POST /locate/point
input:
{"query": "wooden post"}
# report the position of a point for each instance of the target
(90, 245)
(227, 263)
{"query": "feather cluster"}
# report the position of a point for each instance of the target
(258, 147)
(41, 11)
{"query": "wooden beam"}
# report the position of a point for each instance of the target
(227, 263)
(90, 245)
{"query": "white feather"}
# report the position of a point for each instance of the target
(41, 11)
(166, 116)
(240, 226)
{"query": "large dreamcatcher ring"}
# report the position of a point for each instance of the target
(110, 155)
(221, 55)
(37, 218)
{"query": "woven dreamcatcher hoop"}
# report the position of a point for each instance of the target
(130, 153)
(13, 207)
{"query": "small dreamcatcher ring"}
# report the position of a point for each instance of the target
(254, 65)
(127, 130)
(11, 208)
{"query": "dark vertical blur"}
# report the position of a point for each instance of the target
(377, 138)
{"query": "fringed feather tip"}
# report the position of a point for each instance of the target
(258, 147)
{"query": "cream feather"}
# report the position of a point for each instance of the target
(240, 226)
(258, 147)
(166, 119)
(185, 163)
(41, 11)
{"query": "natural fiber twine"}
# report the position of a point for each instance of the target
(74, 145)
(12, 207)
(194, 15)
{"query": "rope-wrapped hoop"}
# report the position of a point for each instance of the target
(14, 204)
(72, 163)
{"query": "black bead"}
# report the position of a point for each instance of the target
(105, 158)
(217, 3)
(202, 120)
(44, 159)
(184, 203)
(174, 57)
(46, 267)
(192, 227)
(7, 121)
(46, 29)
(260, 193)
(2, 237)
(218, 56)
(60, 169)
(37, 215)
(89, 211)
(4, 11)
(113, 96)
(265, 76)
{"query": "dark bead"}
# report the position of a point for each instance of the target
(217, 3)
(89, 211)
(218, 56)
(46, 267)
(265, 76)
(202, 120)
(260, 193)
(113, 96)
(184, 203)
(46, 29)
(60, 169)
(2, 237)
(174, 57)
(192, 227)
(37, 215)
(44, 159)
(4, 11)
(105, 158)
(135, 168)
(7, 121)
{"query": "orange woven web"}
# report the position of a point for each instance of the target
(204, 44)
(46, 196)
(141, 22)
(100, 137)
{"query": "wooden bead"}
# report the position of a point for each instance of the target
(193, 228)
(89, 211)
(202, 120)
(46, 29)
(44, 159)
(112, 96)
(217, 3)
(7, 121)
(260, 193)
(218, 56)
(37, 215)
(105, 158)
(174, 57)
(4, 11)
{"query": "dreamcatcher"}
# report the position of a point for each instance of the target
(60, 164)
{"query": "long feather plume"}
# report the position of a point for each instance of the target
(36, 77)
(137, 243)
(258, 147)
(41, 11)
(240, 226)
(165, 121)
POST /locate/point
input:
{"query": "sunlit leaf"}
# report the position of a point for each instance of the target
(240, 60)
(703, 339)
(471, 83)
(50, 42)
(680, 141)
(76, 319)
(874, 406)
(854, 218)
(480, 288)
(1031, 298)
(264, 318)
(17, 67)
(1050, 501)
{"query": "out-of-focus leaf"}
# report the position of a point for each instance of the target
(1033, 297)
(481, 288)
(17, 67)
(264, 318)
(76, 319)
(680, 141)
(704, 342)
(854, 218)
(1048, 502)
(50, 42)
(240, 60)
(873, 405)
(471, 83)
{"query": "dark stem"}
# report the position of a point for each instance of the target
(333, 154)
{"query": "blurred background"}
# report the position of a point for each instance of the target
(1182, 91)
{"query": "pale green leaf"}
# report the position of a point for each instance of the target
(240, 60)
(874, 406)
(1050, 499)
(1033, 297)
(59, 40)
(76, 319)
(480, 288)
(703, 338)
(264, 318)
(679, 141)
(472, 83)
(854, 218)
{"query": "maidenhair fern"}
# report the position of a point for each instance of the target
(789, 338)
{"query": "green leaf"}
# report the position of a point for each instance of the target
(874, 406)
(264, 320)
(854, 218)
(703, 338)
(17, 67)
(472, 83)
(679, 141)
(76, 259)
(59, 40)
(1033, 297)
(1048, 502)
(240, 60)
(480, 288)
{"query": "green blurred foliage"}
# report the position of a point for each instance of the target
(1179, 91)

## ABOUT THIS EXERCISE
Nothing in the records should be altered when they are written out again.

## OUTPUT
POST /locate/point
input:
{"query": "wooden post"}
# report the position of a point for each instance of the target
(90, 245)
(227, 263)
{"query": "feather cluster"}
# report the position of a point for each instance of the target
(258, 147)
(41, 11)
{"query": "wooden beam"}
# report the position of a point for each instance of the target
(227, 263)
(90, 245)
{"query": "white feather"}
# report the position of a point for each instance of the target
(41, 11)
(166, 116)
(240, 226)
{"query": "large dreamcatcher ring"}
# report the position of a point for each instance of the target
(110, 155)
(221, 55)
(37, 218)
{"query": "woven dreamcatcher hoop"}
# report the position of a point for each instance of the target
(130, 153)
(13, 207)
{"query": "small dreamcatcher ring"}
# report the position of a point for each instance of the target
(254, 65)
(127, 130)
(11, 208)
{"query": "dark vertical blur"}
# report the position of a point for each instance of the target
(377, 138)
{"query": "fringed feather tip"}
# report the position of a point for each instance of the target
(258, 147)
{"query": "cream feather"}
# report the position of a point for each instance of the target
(240, 226)
(258, 147)
(166, 119)
(185, 163)
(41, 11)
{"query": "natural fiber twine"}
# report the position of a point for each instance of the target
(74, 145)
(12, 207)
(194, 15)
{"query": "rope-wrapped hoop"}
# report the position of a point for each instance of the target
(14, 204)
(72, 163)
{"query": "black bead"}
# report the position of a point for each instance of the target
(105, 158)
(217, 3)
(202, 120)
(44, 159)
(184, 203)
(174, 57)
(46, 267)
(192, 227)
(7, 121)
(46, 29)
(260, 193)
(2, 237)
(218, 56)
(60, 169)
(37, 215)
(89, 211)
(4, 11)
(113, 96)
(265, 76)
{"query": "dark bead"}
# report the position of a point for each instance of the target
(217, 3)
(89, 211)
(218, 56)
(46, 267)
(265, 76)
(202, 120)
(260, 193)
(113, 96)
(184, 203)
(46, 29)
(60, 169)
(2, 237)
(174, 57)
(192, 227)
(37, 215)
(44, 159)
(4, 11)
(105, 158)
(135, 168)
(7, 121)
{"query": "orange woven web"}
# report the position of a point for each instance of the target
(204, 44)
(46, 196)
(141, 22)
(100, 137)
{"query": "wooden bead"}
# report the position of a point for each instance of the target
(193, 228)
(89, 211)
(202, 120)
(46, 29)
(44, 159)
(112, 96)
(217, 3)
(7, 121)
(260, 193)
(218, 56)
(37, 215)
(105, 158)
(174, 57)
(4, 11)
{"query": "dreamcatcher"}
# report the position of a point for each instance of the target
(60, 164)
{"query": "long feather plume"}
# report the position of a point for each instance of the target
(36, 77)
(137, 243)
(258, 147)
(41, 11)
(240, 226)
(165, 121)
POST /locate/point
input:
{"query": "sunlit leaf"}
# report the position of a point for each instance of the target
(240, 60)
(703, 339)
(471, 83)
(50, 42)
(680, 141)
(76, 319)
(874, 406)
(854, 218)
(480, 288)
(1031, 298)
(264, 318)
(17, 67)
(1050, 501)
{"query": "out-of-focus leaf"}
# report the position of a point for each instance of the target
(1033, 297)
(481, 288)
(17, 67)
(264, 318)
(76, 319)
(680, 141)
(704, 342)
(854, 218)
(1048, 502)
(50, 42)
(240, 60)
(873, 405)
(471, 83)
{"query": "dark stem"}
# report the position of a point for each instance of the target
(333, 154)
{"query": "blurred background"}
# report the position of a point for each instance of the target
(1182, 91)
{"query": "pale green leaf"}
# report the position of a point for each instance of the target
(240, 60)
(874, 406)
(1050, 499)
(1033, 297)
(59, 40)
(76, 319)
(480, 288)
(703, 338)
(264, 318)
(679, 141)
(472, 83)
(854, 218)
{"query": "maidenhair fern"}
# report the position of a point for each instance of the target
(789, 338)
{"query": "green leaf"}
# report the position of a point for each instance of the target
(874, 406)
(264, 320)
(854, 218)
(703, 338)
(17, 67)
(472, 83)
(679, 141)
(76, 259)
(59, 40)
(1033, 297)
(1048, 502)
(240, 60)
(480, 288)
{"query": "green blurred foliage"}
# report the position of a point for each instance of the target
(1179, 91)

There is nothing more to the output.